### TASK STATEMENT:
In the items below, count the lines that contain the word "concrete". Reply with the number alone.

### Stored data entries:

= = = = =

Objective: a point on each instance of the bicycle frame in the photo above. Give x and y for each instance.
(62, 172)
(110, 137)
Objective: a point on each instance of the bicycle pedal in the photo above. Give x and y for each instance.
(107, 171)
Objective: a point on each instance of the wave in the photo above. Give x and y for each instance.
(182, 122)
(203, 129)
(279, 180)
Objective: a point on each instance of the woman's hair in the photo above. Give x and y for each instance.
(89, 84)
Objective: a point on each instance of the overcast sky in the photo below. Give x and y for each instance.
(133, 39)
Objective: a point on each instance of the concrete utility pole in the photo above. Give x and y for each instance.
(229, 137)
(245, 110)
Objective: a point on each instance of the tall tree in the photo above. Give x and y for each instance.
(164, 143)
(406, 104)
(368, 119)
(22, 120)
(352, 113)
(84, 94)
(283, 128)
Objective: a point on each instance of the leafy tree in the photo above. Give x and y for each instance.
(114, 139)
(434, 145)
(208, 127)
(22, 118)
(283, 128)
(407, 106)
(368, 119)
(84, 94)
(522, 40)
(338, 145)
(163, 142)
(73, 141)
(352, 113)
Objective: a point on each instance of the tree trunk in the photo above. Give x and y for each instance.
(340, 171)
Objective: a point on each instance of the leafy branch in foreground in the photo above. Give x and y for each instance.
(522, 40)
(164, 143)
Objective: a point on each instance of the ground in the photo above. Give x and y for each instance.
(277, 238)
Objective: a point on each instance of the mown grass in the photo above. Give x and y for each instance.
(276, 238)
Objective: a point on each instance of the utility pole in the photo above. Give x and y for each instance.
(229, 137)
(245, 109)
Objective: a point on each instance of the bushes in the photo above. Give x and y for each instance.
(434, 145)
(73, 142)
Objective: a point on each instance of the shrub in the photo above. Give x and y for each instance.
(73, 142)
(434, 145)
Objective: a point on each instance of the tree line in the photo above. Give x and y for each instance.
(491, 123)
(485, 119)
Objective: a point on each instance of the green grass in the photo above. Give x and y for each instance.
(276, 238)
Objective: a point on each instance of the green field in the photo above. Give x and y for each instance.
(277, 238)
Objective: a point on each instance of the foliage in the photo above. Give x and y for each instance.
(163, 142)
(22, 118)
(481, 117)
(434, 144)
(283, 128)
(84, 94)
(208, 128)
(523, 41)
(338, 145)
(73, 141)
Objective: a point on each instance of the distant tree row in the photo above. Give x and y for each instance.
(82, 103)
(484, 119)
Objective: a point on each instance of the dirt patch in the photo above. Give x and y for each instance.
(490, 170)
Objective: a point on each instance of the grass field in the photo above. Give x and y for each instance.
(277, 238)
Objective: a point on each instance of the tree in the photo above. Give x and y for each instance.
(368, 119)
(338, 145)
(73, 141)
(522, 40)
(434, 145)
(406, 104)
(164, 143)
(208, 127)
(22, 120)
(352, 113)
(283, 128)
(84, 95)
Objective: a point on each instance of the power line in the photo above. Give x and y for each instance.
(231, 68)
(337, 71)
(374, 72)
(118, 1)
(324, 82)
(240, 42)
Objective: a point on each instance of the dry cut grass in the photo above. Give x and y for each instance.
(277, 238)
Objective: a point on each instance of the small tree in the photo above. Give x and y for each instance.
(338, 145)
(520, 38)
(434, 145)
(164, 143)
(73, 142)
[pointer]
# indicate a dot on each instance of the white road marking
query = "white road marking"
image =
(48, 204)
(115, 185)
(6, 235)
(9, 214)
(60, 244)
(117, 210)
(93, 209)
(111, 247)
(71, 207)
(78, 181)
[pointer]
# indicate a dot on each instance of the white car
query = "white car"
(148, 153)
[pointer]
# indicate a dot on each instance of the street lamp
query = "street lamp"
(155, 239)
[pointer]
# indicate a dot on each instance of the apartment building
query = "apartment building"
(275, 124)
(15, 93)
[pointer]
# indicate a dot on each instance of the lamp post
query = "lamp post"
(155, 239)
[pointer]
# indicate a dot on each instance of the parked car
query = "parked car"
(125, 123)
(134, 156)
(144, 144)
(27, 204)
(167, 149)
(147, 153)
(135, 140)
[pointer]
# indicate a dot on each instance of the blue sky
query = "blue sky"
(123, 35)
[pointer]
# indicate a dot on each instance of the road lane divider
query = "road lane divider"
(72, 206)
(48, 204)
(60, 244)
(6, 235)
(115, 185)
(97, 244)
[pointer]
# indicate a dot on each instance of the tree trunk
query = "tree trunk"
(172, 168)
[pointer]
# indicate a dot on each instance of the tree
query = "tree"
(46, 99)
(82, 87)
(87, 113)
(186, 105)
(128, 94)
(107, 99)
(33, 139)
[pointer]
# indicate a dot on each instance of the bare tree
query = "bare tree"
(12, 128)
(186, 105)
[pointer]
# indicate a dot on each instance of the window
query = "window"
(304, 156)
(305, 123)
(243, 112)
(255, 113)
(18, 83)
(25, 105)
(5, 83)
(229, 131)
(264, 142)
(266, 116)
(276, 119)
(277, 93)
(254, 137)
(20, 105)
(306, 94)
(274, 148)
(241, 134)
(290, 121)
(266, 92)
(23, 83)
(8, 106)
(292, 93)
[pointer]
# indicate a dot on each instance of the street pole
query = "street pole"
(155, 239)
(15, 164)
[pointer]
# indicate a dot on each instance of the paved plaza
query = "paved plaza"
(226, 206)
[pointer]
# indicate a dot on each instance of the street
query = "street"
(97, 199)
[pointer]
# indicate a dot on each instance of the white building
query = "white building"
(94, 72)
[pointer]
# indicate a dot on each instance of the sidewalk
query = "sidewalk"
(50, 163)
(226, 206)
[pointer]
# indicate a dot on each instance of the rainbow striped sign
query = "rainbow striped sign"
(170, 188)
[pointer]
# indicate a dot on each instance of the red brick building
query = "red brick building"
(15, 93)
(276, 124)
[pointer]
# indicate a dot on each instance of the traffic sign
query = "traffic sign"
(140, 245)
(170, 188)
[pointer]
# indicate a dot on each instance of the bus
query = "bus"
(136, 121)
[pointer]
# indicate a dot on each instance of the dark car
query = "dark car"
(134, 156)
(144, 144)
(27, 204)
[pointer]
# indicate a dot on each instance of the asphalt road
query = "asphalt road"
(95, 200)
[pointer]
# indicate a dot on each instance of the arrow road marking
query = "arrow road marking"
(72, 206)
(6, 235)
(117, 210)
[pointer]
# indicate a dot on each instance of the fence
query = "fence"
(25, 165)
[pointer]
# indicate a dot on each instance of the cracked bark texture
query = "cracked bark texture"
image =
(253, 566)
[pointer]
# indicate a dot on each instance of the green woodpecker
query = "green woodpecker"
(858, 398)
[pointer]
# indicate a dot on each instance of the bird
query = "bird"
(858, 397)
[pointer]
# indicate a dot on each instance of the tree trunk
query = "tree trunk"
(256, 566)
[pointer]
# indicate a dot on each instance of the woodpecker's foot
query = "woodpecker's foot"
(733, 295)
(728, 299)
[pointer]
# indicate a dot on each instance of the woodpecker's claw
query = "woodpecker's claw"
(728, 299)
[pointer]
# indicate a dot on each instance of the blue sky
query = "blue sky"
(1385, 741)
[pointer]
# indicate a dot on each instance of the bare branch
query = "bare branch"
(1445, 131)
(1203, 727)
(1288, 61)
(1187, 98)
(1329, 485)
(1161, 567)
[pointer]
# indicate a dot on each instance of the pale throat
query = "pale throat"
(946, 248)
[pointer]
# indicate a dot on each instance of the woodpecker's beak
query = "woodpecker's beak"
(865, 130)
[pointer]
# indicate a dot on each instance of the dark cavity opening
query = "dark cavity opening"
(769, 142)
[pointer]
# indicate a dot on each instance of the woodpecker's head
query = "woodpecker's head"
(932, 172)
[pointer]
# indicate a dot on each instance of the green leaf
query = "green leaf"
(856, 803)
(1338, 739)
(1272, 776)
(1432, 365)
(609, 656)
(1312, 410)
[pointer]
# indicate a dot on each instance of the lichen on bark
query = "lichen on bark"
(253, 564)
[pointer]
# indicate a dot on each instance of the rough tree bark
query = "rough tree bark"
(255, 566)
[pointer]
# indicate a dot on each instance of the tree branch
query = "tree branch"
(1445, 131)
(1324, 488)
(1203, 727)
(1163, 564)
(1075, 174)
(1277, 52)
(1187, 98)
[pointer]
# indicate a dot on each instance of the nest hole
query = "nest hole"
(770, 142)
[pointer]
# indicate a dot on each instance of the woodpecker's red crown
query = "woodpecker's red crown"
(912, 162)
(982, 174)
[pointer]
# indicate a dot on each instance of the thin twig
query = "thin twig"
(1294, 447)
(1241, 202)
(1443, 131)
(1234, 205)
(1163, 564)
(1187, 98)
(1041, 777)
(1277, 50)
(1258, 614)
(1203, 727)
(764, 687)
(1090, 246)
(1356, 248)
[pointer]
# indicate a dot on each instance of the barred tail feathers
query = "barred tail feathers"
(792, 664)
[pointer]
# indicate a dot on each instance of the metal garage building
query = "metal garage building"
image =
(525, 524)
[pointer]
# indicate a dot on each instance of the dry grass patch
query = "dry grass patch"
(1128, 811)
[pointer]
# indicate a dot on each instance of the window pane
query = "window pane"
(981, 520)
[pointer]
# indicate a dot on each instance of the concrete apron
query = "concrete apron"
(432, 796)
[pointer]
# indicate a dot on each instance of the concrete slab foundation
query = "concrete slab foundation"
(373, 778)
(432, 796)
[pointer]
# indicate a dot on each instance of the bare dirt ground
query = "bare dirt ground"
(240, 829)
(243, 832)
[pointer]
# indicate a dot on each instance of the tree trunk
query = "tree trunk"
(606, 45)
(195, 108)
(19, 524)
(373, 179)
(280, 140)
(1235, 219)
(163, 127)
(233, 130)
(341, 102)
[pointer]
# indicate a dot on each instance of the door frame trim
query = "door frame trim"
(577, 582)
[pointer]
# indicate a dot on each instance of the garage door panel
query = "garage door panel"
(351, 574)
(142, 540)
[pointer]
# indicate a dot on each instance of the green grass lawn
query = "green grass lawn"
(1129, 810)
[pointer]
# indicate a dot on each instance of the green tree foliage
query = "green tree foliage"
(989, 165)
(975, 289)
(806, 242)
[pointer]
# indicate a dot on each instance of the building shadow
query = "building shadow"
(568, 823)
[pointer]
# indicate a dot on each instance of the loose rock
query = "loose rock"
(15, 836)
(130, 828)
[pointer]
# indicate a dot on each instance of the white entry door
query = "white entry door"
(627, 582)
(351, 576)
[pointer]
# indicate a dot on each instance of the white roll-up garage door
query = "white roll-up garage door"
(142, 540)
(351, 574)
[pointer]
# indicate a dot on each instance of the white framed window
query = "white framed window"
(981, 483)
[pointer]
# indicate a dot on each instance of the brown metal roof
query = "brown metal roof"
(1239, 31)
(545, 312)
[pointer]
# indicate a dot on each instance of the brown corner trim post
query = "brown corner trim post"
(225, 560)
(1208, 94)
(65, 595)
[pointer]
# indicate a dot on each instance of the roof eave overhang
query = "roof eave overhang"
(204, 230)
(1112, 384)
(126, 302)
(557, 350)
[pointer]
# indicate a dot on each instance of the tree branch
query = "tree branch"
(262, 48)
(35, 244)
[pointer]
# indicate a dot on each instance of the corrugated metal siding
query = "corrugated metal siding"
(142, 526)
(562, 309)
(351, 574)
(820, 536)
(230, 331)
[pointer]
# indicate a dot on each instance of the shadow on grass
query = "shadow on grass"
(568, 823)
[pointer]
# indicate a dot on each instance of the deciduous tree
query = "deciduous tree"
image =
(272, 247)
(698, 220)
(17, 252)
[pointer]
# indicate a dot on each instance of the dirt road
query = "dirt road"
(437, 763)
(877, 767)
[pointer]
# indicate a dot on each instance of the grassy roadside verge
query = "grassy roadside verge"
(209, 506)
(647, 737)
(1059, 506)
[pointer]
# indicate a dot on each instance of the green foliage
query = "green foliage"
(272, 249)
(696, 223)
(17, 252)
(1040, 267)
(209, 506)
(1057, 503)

= = = = =

### RESPONSE:
5